**SELECTED EXCERPT**:
....................
To fully understand resilient design, it’s important to understand what we mean when we talk about “resilience” in the building profession. According to the Resilient Design Institute, resilience is “the capacity to adapt to changing conditions and to maintain or regain functionality and vitality in the face of stress or disturbance. It is the capacity to bounce back after disturbance or interruption.”7 If we go back to the list of natural disasters and various secondary impacts discussed in the previous section, we see that this definition covers not only the built environment but also the surrounding communities and infrastructure. How long does it take for a town hit by a tornado, or a hurricane and flood, or a wildfire, to recover and get back to regular daily life? A built environment that is not resilient can take a long time to recover; however, a place that is resilient may suffer less damage and therefore be able to bounce back more quickly.

With that in mind, resilient design refers to buildings, landscapes, communities—and even regions—that are deliberately designed to withstand impacts that might otherwise damage or destroy the community. As with many health, safety, and welfare decisions, resilient design stems from seeing how vulnerable buildings and communities have fared in different disaster situations and turning those lessons into practical solutions.

Often, communities greatly affected by natural disasters shift their priorities to resilient design. Buildings in seismically active areas, for example, may be constructed to sway when the ground shifts or be built from materials that resist the secondary issue of fires. The same goes for areas that are often in the path of hurricanes or other severe storms, with design focusing on mitigating water intrusion and wind damage.
....................
**RECORDS SHOWN**:
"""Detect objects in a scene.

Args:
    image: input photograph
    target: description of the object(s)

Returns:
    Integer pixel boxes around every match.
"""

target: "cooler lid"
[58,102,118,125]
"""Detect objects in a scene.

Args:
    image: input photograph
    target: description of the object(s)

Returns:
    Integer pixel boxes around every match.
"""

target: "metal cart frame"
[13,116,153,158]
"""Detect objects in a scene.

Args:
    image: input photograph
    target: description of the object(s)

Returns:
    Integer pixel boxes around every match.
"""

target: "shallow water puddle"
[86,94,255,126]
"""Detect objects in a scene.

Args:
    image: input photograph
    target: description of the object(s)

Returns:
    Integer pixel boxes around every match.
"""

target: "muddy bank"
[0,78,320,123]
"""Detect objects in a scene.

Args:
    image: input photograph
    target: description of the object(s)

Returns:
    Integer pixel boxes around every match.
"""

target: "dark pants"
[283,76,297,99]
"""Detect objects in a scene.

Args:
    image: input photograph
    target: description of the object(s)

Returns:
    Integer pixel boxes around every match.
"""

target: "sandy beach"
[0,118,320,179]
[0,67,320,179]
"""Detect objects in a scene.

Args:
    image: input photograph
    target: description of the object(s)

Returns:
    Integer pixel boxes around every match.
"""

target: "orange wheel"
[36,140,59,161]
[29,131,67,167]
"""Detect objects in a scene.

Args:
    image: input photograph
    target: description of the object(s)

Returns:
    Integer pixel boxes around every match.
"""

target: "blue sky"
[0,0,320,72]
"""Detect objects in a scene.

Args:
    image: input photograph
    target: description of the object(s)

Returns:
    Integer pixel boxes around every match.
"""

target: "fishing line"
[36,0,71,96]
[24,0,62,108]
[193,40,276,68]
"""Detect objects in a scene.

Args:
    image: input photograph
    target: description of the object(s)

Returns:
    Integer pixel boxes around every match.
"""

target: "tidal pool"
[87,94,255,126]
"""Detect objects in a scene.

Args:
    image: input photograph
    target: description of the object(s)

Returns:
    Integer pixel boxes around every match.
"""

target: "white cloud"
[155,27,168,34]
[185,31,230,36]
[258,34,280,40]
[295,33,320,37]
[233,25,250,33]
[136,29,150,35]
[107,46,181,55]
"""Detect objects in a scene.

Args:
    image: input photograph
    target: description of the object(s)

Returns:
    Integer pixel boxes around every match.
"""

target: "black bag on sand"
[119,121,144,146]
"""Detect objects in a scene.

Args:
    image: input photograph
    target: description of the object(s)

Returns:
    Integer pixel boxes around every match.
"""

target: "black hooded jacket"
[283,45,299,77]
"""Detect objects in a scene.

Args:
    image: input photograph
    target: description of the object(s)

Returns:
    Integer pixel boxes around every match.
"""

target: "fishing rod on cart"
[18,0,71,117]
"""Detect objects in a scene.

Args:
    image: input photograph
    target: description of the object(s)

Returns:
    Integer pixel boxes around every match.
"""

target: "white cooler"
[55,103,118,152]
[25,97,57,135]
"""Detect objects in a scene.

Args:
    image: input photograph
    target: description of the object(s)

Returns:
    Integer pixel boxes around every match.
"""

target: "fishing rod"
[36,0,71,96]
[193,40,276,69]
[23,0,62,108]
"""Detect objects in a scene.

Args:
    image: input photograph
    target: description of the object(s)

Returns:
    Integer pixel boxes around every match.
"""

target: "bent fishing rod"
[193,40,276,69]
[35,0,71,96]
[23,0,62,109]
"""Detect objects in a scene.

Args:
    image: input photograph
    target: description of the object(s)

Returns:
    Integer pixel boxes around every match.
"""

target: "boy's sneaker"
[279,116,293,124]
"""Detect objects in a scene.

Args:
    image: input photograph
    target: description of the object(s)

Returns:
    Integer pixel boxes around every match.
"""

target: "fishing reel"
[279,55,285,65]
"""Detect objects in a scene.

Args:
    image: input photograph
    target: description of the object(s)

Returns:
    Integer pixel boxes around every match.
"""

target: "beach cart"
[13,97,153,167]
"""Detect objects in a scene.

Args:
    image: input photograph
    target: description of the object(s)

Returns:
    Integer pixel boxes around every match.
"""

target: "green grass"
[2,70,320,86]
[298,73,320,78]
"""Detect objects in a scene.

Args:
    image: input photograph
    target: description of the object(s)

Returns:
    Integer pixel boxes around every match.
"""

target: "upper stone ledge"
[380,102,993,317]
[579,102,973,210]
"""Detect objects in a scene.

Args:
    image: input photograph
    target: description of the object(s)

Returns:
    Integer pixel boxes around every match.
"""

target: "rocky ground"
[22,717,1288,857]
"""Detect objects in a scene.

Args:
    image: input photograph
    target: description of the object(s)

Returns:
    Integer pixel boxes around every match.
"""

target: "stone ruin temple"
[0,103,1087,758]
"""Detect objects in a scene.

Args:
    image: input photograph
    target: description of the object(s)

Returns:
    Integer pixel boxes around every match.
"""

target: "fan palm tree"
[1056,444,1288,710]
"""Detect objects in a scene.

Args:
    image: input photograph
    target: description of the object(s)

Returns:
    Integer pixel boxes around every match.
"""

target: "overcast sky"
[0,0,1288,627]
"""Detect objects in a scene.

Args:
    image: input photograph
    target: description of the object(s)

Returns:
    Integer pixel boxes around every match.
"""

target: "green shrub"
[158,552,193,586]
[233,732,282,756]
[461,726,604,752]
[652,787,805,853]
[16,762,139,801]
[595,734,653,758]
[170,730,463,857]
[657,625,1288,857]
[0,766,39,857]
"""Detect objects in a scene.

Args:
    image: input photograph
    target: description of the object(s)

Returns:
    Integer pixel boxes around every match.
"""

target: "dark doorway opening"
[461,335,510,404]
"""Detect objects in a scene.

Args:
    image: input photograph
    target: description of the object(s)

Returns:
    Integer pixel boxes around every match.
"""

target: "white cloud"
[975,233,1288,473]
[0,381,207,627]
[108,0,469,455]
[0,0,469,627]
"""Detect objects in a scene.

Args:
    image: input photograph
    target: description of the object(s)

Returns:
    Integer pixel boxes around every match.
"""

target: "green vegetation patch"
....................
Revise the passage on resilient design from the words that begin with "With that in" through the words "and wind damage.", replacing "seismically active areas" with "earthquake-prone areas".

With that in mind, resilient design refers to buildings, landscapes, communities—and even regions—that are deliberately designed to withstand impacts that might otherwise damage or destroy the community. As with many health, safety, and welfare decisions, resilient design stems from seeing how vulnerable buildings and communities have fared in different disaster situations and turning those lessons into practical solutions.

Often, communities greatly affected by natural disasters shift their priorities to resilient design. Buildings in earthquake-prone areas, for example, may be constructed to sway when the ground shifts or be built from materials that resist the secondary issue of fires. The same goes for areas that are often in the path of hurricanes or other severe storms, with design focusing on mitigating water intrusion and wind damage.